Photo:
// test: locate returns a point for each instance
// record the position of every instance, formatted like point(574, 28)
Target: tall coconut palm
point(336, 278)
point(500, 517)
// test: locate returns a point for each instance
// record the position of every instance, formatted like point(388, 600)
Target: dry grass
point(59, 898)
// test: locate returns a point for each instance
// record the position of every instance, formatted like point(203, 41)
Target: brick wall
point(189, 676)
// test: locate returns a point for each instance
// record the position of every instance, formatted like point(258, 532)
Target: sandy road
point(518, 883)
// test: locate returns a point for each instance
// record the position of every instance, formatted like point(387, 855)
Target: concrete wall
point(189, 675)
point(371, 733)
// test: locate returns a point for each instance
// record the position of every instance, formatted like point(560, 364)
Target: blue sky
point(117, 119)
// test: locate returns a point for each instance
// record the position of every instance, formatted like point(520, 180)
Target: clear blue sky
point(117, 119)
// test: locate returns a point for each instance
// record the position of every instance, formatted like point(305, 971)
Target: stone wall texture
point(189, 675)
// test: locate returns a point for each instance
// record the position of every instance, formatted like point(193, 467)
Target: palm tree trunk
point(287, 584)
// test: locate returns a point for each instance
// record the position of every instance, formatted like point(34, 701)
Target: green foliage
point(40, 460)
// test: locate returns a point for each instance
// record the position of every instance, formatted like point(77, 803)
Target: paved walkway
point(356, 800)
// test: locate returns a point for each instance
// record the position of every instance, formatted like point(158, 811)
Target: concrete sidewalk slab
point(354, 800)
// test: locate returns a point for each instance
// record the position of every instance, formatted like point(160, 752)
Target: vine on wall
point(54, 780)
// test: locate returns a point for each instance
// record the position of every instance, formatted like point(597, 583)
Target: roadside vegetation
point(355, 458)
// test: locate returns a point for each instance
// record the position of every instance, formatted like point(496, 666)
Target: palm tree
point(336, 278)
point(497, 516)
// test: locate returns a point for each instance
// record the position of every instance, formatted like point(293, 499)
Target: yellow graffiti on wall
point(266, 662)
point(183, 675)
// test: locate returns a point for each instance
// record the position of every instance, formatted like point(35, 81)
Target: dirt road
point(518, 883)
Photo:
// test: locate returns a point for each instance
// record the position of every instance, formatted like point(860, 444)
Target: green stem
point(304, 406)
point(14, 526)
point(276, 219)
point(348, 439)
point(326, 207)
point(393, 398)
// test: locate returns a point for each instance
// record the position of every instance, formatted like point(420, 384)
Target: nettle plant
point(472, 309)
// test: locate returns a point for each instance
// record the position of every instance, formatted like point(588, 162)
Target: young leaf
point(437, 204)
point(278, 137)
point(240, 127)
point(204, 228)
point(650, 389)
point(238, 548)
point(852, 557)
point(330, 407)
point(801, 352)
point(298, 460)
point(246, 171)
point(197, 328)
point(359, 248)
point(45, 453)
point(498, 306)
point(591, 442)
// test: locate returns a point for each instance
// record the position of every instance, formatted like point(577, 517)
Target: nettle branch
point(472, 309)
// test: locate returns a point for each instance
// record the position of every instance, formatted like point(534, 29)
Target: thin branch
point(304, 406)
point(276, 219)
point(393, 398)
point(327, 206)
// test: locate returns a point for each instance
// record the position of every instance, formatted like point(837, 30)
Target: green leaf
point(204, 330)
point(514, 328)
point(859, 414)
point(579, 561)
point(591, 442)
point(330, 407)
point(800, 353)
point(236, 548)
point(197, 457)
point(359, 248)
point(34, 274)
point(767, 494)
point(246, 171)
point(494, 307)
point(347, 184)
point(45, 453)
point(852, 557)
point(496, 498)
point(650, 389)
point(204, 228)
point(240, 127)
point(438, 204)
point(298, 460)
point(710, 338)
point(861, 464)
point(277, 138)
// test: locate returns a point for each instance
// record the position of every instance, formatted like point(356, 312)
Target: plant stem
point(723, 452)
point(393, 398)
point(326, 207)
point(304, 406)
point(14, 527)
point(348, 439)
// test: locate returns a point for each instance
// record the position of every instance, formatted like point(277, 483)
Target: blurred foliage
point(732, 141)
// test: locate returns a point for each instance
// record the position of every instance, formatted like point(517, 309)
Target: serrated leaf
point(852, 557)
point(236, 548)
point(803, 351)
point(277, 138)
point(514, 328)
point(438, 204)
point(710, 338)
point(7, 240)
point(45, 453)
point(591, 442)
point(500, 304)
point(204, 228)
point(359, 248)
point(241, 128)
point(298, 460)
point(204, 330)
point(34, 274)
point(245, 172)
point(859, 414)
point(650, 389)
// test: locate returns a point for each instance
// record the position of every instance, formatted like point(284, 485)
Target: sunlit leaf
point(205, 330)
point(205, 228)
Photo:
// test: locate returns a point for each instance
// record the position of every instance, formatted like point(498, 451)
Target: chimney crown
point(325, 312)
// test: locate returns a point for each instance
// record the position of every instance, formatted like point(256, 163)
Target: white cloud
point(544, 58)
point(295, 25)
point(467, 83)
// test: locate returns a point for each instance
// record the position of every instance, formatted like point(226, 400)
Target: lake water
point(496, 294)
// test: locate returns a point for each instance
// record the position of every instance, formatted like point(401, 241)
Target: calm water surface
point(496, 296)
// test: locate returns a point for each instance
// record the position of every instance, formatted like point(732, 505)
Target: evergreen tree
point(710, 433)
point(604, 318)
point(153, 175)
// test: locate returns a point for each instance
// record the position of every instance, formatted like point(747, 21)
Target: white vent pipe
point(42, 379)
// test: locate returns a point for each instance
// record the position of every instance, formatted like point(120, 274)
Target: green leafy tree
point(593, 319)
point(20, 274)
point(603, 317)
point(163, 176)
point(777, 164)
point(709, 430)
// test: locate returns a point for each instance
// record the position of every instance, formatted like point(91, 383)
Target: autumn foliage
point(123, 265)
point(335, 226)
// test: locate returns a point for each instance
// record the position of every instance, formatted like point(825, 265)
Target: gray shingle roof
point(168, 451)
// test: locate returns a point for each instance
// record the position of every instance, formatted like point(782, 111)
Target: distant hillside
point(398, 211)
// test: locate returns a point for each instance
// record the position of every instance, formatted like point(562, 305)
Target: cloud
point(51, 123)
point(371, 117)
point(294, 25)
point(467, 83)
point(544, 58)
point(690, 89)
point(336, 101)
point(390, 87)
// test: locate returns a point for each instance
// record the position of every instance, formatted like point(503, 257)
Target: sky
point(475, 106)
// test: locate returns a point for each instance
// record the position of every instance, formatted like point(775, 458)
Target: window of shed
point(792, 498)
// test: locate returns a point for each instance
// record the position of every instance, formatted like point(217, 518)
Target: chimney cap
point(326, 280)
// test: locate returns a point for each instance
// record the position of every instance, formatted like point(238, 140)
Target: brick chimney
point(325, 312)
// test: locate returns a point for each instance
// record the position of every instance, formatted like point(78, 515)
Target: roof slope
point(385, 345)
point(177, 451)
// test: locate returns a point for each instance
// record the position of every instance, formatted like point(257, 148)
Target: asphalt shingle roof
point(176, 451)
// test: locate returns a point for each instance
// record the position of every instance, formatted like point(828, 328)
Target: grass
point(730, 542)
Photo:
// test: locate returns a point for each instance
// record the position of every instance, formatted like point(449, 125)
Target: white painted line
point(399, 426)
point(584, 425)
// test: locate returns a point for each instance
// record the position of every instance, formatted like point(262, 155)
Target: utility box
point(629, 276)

---

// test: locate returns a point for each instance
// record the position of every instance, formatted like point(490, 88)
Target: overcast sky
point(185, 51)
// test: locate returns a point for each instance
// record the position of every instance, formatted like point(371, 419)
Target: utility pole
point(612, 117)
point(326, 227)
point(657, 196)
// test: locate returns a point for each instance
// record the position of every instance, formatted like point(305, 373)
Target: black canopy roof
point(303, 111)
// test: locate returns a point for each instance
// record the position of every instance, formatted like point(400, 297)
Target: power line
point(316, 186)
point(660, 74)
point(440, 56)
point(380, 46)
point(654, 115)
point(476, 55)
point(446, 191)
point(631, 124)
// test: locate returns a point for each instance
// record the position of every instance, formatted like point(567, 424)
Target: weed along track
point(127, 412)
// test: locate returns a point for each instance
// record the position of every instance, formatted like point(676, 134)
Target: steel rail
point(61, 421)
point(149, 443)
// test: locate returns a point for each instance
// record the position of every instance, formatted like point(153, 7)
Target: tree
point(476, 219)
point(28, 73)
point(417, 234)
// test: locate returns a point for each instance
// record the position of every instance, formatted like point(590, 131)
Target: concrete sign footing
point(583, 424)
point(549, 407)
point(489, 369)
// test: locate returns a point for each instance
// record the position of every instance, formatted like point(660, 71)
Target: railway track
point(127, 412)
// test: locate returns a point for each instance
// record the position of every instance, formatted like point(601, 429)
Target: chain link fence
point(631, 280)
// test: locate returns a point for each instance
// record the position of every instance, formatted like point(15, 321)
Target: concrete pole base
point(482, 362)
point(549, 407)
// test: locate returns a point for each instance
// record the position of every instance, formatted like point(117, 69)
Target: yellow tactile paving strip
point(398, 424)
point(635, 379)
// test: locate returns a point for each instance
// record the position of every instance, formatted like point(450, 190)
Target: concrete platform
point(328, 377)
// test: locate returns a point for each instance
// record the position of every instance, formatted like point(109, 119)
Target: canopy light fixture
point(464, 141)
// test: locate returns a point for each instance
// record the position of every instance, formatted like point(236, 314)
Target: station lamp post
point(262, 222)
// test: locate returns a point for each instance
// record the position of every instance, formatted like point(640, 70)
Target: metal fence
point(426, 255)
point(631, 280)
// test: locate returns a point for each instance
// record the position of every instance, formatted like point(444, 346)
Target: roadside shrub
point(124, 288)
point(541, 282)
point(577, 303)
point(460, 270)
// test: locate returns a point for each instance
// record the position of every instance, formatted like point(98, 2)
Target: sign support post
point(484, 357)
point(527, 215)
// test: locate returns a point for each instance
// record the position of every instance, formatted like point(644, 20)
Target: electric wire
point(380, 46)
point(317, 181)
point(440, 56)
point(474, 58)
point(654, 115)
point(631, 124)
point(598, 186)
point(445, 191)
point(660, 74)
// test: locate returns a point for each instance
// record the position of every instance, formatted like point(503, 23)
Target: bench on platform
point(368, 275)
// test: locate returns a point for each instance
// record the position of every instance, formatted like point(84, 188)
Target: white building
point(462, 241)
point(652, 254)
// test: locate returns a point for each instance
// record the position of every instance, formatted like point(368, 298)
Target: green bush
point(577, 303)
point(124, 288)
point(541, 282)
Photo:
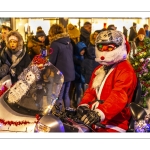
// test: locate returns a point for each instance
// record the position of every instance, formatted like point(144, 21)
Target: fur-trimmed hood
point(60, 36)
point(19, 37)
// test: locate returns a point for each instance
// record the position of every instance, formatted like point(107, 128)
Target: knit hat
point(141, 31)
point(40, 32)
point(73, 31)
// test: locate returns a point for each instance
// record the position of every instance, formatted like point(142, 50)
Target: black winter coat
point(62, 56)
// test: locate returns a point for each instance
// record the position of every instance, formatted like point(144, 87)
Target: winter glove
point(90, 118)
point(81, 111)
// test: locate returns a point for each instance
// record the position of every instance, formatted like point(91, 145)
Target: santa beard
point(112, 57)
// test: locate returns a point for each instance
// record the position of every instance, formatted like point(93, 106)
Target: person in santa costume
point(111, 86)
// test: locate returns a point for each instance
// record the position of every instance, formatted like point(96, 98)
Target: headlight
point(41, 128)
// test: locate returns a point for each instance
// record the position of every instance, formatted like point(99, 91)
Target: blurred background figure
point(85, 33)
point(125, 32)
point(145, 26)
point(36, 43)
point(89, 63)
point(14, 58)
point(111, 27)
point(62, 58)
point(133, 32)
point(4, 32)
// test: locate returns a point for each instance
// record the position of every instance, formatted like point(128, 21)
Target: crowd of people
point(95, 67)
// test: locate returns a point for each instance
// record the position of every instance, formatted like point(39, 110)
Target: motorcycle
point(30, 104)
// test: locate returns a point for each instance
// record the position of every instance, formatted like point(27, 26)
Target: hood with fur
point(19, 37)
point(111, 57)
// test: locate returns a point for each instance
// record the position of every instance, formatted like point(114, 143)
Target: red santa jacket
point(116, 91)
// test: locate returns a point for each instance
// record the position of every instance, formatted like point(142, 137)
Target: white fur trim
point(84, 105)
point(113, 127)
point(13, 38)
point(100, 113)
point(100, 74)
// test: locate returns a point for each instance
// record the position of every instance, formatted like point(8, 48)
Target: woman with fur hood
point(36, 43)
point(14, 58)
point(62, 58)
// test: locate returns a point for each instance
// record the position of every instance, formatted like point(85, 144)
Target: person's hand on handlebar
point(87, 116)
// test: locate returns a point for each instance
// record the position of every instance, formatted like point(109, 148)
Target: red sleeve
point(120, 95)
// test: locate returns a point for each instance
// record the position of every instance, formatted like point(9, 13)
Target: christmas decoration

WHAT TO DO: Set down, unchanged, only those lines above that fall between the line with "like point(534, 29)" and the line with "like point(837, 30)", the two end lines included.

YOUR RESPONSE:
// record the position of every instance, formatted like point(534, 29)
Target: thin branch
point(304, 406)
point(276, 219)
point(393, 398)
point(327, 206)
// test: locate returns a point for each instance
// record the position of every instance, formatted like point(837, 30)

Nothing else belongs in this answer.